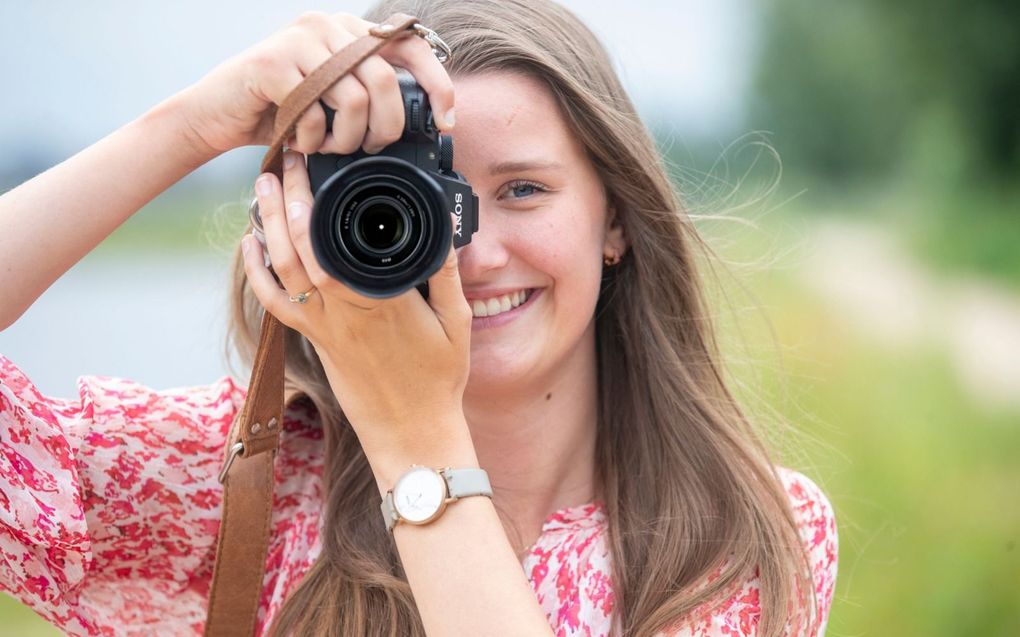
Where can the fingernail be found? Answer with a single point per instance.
(263, 186)
(296, 209)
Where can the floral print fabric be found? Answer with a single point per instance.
(109, 509)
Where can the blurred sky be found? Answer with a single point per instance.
(74, 71)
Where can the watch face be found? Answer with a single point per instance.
(418, 494)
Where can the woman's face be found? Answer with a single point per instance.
(542, 224)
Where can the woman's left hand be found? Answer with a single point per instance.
(398, 366)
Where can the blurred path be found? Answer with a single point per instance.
(862, 272)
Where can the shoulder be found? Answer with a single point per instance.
(816, 523)
(116, 425)
(812, 511)
(740, 612)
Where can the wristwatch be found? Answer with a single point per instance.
(421, 494)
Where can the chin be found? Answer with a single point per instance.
(493, 372)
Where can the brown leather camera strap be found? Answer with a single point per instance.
(252, 441)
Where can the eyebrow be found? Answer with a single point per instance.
(521, 166)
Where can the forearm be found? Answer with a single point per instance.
(57, 217)
(461, 568)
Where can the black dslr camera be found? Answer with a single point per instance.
(381, 223)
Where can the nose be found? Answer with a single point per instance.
(488, 251)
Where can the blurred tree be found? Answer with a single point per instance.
(856, 90)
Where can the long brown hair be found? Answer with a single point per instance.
(689, 486)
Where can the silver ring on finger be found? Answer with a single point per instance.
(302, 298)
(441, 49)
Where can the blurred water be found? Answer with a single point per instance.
(157, 319)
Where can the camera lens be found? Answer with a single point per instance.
(380, 226)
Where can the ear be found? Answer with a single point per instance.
(616, 240)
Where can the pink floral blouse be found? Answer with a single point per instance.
(109, 509)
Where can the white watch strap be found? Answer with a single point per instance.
(460, 483)
(464, 482)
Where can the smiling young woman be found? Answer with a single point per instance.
(567, 351)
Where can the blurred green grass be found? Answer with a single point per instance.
(922, 477)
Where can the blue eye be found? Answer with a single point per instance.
(522, 188)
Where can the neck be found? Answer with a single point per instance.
(537, 439)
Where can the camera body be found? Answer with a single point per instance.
(383, 223)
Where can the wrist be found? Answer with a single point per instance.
(453, 448)
(175, 115)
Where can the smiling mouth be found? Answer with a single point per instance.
(481, 308)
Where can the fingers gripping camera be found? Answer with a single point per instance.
(381, 223)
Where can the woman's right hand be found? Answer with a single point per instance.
(236, 103)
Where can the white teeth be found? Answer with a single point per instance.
(498, 305)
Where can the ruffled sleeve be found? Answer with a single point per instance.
(109, 503)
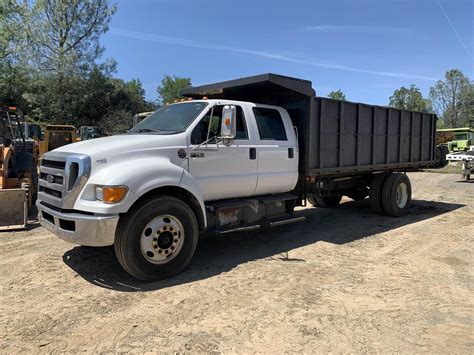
______________________________
- **Your task**
Rewrite all the records above, changing every "blurred" to "hazy" and keeping everything else the same. Leave the pictures out of your answer.

- **Exercise output**
Where can the fingernail be found? Answer with a single point per instance.
(263, 186)
(296, 209)
Where can the floral print fabric be found? Answer with a single point per instance.
(109, 509)
Where can the hazy sky be found? Answer with a single point per instance.
(74, 71)
Where can the watch face be found? Answer with a single point per instance.
(418, 494)
Where can the woman's face be found? Answer with a single point per instance.
(542, 224)
Where can the woman's left hand be found? Answer with a single point per instance.
(398, 366)
Where can the hazy path be found? Answer with a single point per instance.
(862, 272)
Where can the shoulder be found? Answer with a single point per instance.
(816, 523)
(116, 425)
(812, 511)
(740, 612)
Where can the wristwatch be found? Answer with a single point per instance.
(421, 494)
Where can the chin be found? Answer with a single point per instance.
(493, 372)
Where can the brown leather camera strap be found? Answer with a single point per instance.
(252, 441)
Where can the eyebrow be found? Answer with a single point per instance.
(521, 166)
Where can the forearm be found? Answer with a single point per instance.
(57, 217)
(461, 568)
Where can the black dslr camera be found? Answer with a single point per instance.
(381, 223)
Where can the nose be found? Answer with a single point per instance.
(488, 251)
Where can the hazy tree be found? Answer with a single point per instance.
(856, 90)
Where can the long brown hair be found? Answer with a single point per instance.
(689, 486)
Where can the silver ring on finger be found? Answer with a single point per instance.
(302, 298)
(441, 49)
Where can the hazy water be found? Answer with a single point per instance.
(157, 319)
Where can the camera lens be found? Answer with a single point per instance.
(380, 226)
Where can the ear be found? Answer with a single point per instance.
(616, 240)
Where can the pink floral blouse be found? Answer with a single point per instance.
(109, 509)
Where can the white watch strap be found? Answer with a single point per instance.
(460, 483)
(464, 482)
Where can the smiling young woman be found? Answer with a single point per instance.
(567, 351)
Where can the hazy green grass be found? Answer with a single point per instance.
(922, 477)
Where can the blue eye be found? Answer with a single point per instance.
(522, 188)
Where can the neck be found? Answer with a single point per instance.
(537, 439)
Where can the camera body be found? Answer with a single point per instance.
(383, 223)
Where can the wrist be found? Answer with a single point per instance.
(453, 448)
(175, 115)
Where can the smiling mouth be found? Answer with a single point per instance.
(481, 308)
Where can the fingers gripping camera be found? Answer with a single point per instance.
(381, 223)
Where can the woman's right hand be found? Answer with a single point per instance.
(236, 103)
Where can the white teeth be found? Answer with a single point per instance.
(498, 305)
Where can the ruffled sleeve be found? Answer with a single point per instance.
(109, 503)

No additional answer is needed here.